(Exercise task)
Copy out the items exactly, from the start through the line containing "pixel 246 361", inclusive.

(Recorded information)
────────────────────

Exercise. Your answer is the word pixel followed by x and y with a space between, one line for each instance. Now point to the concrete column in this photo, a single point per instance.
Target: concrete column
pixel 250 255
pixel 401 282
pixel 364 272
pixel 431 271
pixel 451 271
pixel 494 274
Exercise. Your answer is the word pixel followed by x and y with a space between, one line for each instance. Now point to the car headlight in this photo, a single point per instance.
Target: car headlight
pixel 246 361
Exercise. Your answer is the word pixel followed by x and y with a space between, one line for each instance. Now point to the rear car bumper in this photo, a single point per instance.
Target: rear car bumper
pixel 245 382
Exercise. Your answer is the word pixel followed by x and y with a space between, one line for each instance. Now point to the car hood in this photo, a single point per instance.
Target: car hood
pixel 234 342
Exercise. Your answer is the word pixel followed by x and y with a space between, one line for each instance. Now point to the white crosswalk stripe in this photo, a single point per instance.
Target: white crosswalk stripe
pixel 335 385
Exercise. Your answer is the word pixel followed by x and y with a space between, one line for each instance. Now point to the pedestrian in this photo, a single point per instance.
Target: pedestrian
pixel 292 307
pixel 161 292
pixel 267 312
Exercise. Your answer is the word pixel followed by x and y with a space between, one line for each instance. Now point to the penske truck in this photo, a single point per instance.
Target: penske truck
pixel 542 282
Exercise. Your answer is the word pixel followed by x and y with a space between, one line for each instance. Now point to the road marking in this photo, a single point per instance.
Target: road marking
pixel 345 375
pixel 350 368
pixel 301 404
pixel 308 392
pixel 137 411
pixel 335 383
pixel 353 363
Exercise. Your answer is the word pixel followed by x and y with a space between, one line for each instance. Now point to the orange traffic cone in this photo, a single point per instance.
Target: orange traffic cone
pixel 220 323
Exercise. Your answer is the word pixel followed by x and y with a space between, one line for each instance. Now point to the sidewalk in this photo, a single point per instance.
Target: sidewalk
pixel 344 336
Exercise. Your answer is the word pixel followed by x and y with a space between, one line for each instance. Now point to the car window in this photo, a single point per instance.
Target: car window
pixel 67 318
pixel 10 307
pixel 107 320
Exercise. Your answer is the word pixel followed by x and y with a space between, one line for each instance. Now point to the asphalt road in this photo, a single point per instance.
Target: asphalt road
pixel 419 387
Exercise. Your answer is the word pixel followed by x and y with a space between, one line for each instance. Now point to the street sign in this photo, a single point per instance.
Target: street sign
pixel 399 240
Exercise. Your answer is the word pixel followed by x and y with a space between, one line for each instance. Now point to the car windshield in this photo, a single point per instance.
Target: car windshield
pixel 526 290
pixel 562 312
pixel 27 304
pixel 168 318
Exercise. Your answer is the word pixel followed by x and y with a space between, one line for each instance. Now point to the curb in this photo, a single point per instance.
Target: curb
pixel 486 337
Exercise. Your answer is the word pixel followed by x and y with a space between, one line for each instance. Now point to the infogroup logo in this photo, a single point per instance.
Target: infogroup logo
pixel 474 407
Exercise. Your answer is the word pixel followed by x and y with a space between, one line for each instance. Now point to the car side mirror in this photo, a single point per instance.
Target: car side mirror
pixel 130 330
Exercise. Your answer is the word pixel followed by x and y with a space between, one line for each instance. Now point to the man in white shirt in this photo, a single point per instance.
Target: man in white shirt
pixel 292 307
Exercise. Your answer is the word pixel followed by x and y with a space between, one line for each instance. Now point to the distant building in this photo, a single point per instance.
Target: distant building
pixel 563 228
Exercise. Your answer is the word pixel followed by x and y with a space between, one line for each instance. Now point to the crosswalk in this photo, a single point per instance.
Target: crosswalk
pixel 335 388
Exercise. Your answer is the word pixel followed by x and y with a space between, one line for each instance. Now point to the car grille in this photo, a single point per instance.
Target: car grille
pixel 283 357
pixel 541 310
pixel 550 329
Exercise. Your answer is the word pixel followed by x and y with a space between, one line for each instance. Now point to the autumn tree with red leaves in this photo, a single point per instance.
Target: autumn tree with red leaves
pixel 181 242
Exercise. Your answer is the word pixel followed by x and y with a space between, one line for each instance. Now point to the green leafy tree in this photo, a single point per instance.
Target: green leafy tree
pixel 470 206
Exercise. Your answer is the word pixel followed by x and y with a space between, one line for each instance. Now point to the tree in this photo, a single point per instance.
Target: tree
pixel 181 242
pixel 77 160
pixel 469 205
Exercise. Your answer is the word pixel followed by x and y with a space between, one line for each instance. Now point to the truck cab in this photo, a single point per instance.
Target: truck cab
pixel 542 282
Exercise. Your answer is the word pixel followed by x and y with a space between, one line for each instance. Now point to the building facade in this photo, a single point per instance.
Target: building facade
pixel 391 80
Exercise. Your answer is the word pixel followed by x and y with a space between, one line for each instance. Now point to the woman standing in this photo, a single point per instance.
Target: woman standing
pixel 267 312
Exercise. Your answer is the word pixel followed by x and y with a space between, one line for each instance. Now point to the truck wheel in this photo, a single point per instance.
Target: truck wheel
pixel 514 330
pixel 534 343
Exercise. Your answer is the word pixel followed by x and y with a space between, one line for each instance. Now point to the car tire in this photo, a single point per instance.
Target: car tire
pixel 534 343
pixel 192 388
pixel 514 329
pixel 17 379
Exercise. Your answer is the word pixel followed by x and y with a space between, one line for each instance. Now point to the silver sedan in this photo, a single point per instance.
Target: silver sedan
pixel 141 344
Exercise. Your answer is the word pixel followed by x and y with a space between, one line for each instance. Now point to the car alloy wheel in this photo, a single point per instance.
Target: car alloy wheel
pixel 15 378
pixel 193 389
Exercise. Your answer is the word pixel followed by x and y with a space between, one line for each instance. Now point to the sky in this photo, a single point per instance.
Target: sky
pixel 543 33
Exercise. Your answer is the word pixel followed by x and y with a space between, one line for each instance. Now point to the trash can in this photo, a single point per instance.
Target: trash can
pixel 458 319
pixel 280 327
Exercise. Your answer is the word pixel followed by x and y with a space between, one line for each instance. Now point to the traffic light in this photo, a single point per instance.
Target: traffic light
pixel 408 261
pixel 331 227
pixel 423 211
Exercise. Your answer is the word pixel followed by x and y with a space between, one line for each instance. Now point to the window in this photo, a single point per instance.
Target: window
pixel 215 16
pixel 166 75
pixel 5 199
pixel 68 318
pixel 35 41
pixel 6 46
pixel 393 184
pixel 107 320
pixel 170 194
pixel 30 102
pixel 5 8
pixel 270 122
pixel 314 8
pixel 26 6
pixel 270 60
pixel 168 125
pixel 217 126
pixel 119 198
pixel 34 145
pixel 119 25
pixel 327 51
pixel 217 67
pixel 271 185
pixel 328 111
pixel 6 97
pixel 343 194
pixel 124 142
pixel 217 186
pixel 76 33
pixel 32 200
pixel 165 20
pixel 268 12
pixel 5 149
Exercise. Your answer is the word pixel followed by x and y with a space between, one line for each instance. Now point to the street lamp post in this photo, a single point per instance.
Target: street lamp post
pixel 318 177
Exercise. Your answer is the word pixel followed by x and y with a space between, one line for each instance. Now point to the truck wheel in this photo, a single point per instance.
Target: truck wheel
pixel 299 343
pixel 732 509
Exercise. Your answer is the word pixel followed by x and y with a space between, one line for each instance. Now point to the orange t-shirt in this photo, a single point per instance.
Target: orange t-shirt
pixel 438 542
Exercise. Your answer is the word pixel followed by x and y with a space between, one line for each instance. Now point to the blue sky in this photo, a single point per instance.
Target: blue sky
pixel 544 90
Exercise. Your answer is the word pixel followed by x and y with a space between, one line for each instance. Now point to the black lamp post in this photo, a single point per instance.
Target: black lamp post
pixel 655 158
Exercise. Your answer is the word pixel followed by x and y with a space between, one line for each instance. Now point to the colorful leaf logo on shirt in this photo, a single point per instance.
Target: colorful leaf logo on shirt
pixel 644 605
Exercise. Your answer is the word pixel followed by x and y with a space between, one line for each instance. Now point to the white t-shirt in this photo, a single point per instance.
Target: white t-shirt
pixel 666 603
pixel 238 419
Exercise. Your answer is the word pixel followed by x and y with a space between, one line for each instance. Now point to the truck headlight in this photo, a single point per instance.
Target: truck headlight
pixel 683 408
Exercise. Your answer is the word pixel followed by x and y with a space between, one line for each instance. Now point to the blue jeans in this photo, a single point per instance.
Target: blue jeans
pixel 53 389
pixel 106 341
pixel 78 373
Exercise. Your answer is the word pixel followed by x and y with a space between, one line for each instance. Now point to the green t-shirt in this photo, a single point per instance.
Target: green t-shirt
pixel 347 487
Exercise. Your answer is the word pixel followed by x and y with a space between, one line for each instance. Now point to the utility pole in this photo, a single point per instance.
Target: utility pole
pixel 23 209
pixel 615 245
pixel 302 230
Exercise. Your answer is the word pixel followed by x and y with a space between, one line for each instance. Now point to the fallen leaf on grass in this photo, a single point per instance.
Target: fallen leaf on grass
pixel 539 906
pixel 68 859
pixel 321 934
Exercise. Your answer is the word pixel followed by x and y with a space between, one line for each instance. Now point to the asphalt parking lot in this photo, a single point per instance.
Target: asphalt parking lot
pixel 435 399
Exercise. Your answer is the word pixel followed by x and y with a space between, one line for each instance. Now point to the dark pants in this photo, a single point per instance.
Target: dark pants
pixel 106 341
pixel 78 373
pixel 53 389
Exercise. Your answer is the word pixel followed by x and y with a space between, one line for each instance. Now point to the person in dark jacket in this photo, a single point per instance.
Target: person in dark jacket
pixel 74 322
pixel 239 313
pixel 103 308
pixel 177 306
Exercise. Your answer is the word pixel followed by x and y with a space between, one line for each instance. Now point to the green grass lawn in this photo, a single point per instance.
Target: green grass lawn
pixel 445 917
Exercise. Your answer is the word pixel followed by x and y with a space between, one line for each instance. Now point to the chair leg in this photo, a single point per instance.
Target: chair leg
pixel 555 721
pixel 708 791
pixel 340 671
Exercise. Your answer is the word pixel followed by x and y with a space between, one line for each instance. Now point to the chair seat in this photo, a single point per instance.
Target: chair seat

────────────────────

(Correct response)
Exercise. Your answer is the word pixel followed by x and y with a space between, one line for each instance. Now point to the concrete column in this photo, a single point per instance.
Target: concrete column
pixel 250 255
pixel 401 282
pixel 364 272
pixel 431 271
pixel 451 271
pixel 494 274
Exercise. Your answer is the word pixel followed by x and y with a space between, one line for each instance. Now point to the car headlight in this photo, a single point per instance.
Target: car headlight
pixel 246 361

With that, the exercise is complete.